__The task__. Which lines in the items below contain the word "high"? Pick out each one and copy it in full.

--- begin Provided records ---

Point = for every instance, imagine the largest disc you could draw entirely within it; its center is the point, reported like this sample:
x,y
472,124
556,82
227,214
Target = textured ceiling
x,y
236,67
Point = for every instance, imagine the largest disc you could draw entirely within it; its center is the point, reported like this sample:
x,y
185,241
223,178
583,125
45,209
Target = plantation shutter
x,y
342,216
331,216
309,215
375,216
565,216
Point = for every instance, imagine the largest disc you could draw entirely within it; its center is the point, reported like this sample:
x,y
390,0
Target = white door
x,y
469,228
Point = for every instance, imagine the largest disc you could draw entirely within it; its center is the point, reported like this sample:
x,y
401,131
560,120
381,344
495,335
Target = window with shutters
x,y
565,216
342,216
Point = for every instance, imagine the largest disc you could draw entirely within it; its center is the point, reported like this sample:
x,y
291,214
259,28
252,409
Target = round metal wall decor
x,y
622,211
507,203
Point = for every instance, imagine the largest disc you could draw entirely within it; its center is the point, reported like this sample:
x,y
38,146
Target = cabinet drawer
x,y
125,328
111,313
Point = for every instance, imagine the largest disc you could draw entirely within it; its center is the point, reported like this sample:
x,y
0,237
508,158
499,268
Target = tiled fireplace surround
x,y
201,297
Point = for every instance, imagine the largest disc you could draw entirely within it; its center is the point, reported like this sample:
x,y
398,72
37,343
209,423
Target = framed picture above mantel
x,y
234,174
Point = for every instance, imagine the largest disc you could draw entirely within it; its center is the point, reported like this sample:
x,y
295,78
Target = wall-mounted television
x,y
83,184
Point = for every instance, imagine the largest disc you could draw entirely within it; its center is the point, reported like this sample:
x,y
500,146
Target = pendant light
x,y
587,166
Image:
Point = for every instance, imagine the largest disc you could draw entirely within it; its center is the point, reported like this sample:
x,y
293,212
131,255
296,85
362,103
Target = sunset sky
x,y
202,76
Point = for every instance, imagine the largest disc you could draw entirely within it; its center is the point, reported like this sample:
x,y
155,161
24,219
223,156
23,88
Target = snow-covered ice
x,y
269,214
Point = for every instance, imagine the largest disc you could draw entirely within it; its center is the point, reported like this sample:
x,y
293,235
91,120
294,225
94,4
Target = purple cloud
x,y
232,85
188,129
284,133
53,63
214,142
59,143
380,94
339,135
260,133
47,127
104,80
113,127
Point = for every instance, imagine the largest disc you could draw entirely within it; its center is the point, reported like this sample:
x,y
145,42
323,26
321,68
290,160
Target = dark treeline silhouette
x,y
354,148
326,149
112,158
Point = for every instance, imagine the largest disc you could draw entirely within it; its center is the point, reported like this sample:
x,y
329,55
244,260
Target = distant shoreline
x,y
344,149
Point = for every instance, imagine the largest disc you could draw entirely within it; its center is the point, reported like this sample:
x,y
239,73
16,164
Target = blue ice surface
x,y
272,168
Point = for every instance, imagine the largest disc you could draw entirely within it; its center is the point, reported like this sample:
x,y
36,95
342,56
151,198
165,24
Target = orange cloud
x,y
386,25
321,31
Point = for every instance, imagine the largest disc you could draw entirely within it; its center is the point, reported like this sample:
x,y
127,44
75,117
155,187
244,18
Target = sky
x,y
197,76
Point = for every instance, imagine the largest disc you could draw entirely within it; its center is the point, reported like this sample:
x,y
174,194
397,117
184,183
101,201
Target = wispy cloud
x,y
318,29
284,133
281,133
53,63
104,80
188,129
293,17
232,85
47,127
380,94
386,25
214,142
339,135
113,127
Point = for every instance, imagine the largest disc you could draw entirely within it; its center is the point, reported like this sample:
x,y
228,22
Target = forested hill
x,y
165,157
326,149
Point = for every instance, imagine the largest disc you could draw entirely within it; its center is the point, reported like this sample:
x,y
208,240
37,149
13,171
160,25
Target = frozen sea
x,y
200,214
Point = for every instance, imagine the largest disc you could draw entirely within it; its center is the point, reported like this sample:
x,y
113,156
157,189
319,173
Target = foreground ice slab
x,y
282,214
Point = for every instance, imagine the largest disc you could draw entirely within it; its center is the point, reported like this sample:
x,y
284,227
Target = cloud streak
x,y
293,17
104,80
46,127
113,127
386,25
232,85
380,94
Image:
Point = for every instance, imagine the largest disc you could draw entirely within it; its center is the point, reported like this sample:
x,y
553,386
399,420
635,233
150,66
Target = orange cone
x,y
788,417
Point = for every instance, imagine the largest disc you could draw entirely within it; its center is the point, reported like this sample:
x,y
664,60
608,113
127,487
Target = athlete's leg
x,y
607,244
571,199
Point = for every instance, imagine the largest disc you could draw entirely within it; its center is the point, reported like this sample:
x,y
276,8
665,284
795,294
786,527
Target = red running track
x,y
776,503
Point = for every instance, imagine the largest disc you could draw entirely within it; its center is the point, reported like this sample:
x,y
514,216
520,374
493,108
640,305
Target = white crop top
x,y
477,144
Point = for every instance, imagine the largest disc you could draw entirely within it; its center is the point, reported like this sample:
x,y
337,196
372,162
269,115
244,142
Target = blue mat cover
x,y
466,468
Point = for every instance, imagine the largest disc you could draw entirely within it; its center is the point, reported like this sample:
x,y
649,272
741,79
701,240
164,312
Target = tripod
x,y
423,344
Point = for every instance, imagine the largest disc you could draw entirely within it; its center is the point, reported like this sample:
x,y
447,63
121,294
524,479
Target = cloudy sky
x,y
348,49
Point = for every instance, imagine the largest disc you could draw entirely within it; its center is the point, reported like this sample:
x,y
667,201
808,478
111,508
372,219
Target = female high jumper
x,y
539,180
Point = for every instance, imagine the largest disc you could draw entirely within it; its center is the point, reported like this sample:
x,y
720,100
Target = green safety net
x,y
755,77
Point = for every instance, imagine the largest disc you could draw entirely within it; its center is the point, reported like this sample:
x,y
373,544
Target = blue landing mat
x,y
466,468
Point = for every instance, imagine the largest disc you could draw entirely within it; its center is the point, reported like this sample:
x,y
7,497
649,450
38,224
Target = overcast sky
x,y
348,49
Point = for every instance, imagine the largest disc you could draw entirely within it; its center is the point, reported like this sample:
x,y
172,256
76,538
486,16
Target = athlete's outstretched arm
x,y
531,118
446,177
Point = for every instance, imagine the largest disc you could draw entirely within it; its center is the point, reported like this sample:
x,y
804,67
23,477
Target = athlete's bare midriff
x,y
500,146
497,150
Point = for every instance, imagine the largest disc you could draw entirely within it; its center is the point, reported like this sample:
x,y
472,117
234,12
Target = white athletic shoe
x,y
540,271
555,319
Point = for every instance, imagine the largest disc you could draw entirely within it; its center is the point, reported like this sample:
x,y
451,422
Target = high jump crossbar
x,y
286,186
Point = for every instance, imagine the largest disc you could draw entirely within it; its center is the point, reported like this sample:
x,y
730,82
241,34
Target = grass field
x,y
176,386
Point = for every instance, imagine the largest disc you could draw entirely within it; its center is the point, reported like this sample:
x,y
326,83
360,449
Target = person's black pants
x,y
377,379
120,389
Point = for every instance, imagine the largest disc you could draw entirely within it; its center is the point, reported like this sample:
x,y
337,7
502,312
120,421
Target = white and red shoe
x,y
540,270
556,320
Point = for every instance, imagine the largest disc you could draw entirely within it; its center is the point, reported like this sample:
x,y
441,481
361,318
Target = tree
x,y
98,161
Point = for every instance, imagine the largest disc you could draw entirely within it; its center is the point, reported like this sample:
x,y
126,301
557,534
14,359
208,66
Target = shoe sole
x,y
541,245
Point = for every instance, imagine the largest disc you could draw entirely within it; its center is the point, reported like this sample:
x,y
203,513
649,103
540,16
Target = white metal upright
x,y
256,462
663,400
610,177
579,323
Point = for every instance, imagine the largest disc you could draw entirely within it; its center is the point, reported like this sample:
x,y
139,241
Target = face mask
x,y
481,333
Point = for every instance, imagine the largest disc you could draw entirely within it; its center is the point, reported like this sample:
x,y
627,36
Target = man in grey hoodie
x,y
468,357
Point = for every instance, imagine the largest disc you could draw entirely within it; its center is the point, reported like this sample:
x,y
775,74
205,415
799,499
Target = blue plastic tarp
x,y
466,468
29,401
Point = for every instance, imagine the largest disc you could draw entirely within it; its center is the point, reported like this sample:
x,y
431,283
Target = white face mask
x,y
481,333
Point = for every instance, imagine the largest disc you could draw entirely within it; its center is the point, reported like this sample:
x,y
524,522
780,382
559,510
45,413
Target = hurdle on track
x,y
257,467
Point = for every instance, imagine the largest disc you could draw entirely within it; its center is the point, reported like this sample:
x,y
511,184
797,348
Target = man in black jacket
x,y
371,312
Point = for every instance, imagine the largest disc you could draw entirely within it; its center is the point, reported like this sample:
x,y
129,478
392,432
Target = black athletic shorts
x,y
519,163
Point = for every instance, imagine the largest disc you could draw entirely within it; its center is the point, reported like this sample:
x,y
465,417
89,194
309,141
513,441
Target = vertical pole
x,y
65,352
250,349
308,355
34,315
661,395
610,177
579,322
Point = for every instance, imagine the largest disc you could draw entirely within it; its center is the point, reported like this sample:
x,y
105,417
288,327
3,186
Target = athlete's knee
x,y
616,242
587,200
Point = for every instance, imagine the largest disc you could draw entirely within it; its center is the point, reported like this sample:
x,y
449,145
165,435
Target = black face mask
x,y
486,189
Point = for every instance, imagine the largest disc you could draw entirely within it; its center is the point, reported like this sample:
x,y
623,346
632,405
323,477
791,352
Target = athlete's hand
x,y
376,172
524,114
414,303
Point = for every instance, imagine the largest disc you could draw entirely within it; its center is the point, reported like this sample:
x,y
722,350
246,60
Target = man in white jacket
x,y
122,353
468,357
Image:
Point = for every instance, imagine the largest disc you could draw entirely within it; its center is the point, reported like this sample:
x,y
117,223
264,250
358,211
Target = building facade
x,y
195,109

--- end Provided records ---

__Response__.
Target = female high jumper
Target = high jump crossbar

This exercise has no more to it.